実施課題:
1. 山中千尋のインタビュー記事について、次の記述が本文と一致するかをそれぞれ「はい」か「いいえ」で答え、判断の根拠となる本文の語句をそのまま引用してください。(a) 新作は全編ニューヨークで録音された。(b) 選曲には長い時間を要した。(c) “ESP”はCDに収録されている。
2. 山中千尋のインタビュー記事から次の一文を英訳してください。「ジャズをやり始めたときから好きな曲ばかりで、迷うことはなかったですね。」
3. 山中千尋のインタビュー記事を、最後の発言の後から書き継いでください。

Photo by Hibiki Tokiwa

山中千尋のニューアルバム『Dolce Vita』がリリースされた。本作は、ヨシ・ワキ(ベース)、ジョン・デイヴィス(ドラムス)とのトリオを中心にした、全編ニューヨークで録音されたアルバム。そして、3月に惜しくもこの世を去ったカリスマ、ウェイン・ショーターへ捧げられたトリビュートアルバムでもある。ショーターのキャリアを振り返り、ピアノだけでなくオルガンも交えつつ、ショーターの名曲が山中の手で大胆かつ繊細に翻案され、さらに同じく3月に亡くなった坂本龍一に捧げた曲も収録されている。そんな本作について、音楽評論家の佐藤英輔がインタビューした。 *Mikiki編集部

※このインタビューは2023年8月20日発行の「intoxicate vol.165」に掲載された記事の拡大版です

山中千尋 『Dolce Vita』 Blue Note/ユニバーサル(2023)

 

ウェイン・ショーターの好きな曲をピアノトリオで演奏する

――トリビュートやアニバーサリーという括りで、これまで何枚か個人に焦点を当てたアルバムを作っていますよね?

「トリビュートメインのアルバムは、セロニアス・モンク(2017年作『モンク・スタディーズ』)とかベニー・グッドマン(2009年作『ランニング・ワイルド』)。あと、ザ・ビートルズ(2012年作『ビコーズ』)もありました」

――それで、今回はウェイン・ショーターです。選曲には時間がかかったのでしょうか?

「かかりません。もう、やりたい曲ははっきりしていましたから。澤野工房さんからのデビューアルバム(2001年作『LIVING WITHOUT FRIDAY』)でも彼の“Black Nile”を取り上げるなど、これまでいろいろ弾いていますし。ジャズをやり始めたときから好きな曲ばかりで、迷うことはなかったですね。

実は数多く曲を録りましたが、絞りました。DVDには(CDに収録されていない)“ESP”も収められていますが、とにかく私が聴きたい曲、好きな曲をコンパイルするような感じでまとめました。

それから、ピアノトリオでやるというフォーマットが決まっていましたので、どういうふうにやろうかというアレンジの部分で曲が決まっていった部分はあります」

――ウェイン・ショーターの曲って、なにげにトリオでやるのが難儀ではないですか。

「ウェザー・リポート時代の曲になるとシンセサイザーが入ってきたりもして、余計に大変になりますよね。トリオでやるというと、古典的なものの方がいいかなとは考えました」

データ項目:
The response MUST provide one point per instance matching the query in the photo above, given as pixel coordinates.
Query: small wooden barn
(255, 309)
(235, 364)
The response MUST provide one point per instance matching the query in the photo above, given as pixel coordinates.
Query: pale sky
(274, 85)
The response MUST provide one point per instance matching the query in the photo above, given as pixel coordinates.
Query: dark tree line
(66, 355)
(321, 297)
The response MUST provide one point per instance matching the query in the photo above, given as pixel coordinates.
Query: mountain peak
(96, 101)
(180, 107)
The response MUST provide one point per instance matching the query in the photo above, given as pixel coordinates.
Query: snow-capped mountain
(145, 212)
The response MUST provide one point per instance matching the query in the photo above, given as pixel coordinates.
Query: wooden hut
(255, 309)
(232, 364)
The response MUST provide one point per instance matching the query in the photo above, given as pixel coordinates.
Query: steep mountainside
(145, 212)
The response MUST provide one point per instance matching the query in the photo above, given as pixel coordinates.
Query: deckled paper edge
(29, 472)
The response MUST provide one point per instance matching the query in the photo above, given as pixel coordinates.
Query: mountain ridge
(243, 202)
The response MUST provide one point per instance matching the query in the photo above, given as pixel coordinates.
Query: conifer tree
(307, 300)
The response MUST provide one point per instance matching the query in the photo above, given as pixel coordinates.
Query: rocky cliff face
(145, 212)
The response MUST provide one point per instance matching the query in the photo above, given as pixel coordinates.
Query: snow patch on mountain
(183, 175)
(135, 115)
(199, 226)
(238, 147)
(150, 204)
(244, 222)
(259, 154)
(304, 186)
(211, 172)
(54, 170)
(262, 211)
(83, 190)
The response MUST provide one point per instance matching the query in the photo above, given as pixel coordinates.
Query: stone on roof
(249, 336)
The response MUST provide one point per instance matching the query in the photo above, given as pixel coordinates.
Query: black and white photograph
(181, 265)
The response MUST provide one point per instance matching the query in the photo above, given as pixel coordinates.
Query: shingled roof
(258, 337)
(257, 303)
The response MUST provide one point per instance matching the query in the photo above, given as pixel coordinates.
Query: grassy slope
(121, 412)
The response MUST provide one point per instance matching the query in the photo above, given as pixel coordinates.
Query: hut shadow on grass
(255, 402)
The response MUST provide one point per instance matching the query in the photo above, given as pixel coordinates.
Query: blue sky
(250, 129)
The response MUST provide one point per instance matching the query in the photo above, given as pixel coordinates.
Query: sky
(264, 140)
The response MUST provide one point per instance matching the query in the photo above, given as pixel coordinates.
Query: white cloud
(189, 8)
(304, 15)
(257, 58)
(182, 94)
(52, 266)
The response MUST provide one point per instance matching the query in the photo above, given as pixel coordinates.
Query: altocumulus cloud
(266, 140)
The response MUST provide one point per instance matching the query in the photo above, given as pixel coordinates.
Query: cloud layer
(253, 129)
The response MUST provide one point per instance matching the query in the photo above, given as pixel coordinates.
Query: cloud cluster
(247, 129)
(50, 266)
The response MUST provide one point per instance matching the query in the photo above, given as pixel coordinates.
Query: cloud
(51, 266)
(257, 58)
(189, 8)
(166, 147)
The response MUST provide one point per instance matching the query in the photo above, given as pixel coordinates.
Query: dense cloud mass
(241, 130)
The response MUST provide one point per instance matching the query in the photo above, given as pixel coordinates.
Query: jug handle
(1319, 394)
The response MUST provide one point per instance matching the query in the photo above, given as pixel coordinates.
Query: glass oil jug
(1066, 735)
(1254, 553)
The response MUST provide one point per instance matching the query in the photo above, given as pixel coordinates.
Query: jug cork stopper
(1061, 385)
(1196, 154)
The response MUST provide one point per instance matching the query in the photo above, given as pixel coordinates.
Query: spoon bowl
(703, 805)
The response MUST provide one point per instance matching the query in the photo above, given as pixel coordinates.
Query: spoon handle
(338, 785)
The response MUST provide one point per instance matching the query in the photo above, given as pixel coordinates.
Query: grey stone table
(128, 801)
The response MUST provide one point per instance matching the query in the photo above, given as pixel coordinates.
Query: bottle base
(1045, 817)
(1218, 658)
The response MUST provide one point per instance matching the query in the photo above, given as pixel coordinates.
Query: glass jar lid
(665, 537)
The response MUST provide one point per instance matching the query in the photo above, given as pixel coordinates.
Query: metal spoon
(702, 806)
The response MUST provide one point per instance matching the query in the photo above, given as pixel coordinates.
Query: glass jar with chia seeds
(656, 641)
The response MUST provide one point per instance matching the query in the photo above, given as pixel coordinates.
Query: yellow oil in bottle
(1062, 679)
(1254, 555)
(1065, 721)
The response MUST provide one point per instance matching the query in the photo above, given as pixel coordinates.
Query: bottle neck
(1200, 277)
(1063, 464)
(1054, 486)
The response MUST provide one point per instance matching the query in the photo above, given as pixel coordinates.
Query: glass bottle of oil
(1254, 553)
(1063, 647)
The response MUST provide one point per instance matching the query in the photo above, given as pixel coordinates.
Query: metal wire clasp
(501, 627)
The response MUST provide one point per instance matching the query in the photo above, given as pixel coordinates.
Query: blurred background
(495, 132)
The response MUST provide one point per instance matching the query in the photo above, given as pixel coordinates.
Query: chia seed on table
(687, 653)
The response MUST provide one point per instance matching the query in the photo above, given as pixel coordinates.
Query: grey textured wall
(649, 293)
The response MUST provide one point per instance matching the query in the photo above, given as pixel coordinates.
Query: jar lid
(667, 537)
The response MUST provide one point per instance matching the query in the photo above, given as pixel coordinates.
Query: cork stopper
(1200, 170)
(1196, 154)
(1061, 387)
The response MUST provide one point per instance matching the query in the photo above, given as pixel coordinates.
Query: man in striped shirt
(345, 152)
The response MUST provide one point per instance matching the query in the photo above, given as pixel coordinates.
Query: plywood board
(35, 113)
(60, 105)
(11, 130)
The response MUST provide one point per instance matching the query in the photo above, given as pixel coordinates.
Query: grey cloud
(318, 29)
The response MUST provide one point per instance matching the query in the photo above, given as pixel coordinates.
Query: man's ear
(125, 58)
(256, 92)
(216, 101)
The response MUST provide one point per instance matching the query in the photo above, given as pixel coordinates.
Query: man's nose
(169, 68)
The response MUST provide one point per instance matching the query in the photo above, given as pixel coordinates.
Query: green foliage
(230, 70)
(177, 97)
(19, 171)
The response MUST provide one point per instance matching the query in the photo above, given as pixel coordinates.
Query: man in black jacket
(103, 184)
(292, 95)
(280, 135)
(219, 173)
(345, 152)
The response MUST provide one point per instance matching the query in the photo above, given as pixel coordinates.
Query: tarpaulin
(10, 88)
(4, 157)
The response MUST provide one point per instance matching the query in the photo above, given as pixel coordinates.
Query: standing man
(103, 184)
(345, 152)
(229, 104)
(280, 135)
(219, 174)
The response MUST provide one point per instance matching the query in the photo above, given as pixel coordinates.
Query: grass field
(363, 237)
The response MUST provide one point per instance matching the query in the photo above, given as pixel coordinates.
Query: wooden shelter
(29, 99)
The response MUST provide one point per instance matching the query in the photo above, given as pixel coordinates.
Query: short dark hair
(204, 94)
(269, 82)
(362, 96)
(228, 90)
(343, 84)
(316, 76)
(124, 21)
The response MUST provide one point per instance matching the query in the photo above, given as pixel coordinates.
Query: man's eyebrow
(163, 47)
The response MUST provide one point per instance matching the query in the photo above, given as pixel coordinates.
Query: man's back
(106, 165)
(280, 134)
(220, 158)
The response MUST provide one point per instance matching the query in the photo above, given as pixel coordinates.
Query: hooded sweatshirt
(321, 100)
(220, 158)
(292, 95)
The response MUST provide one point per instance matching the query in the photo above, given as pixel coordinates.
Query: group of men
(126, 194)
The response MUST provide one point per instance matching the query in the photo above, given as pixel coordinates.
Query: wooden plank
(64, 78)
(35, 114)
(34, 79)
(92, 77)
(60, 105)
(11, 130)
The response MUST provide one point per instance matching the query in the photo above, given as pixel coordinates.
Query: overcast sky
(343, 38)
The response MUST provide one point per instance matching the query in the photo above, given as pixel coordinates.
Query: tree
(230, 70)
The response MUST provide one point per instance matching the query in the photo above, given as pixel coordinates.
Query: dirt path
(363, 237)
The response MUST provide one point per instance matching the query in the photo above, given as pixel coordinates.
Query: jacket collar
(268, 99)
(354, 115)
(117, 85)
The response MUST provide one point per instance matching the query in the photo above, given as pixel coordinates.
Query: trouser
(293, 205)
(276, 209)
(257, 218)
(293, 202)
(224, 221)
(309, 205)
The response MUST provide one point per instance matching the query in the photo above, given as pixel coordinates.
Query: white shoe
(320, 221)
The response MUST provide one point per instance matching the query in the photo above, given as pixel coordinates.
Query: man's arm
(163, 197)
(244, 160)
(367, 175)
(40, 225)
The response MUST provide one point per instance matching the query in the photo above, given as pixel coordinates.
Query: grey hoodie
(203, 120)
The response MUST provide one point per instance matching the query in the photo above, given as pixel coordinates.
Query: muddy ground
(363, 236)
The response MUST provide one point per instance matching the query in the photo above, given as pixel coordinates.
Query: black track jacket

課題別解答:
1.
(a) はい。「全編ニューヨークで録音されたアルバム」
(b) いいえ。「かかりません。」
(c) いいえ。「DVDには(CDに収録されていない)“ESP”も収められています」

2. They were all songs I had loved ever since I started playing jazz, so I never had any doubts.

3.
――アート・ブレイキー&ザ・ジャズ・メッセンジャーズの時代やマイルス・デイヴィス・クインテットに書いたものを含め、今作では60年代に発表された曲が選ばれています。それは、そうしたアレンジ面での理由もあったのでしょうか。

「これは、ピアノトリオでやるという前提での選曲ですね」

――では、もう少し大きな編成で録るとするならウェザー・リポート時代の曲が選ばれたかもしれないし、80年代以降のコロムビアやヴァーヴから出されたアルバムからの曲が選ばれる可能性もあったりも?

「そうですね。とはいえ、“Limbo”はマイルスの『Sorcerer』(67年)に入っているんですが、フリージャズっぽい演奏ですよね。それで、ここでは80年代にウェイン・ショーターがモントルー・ジャズ・フェスでジム・ホールとミシェル・ペトルチアーニとやったときのバージョンを参照しています。それは『Power Of Three』(87年)というアルバムタイトルで、ブルーノートから出ています」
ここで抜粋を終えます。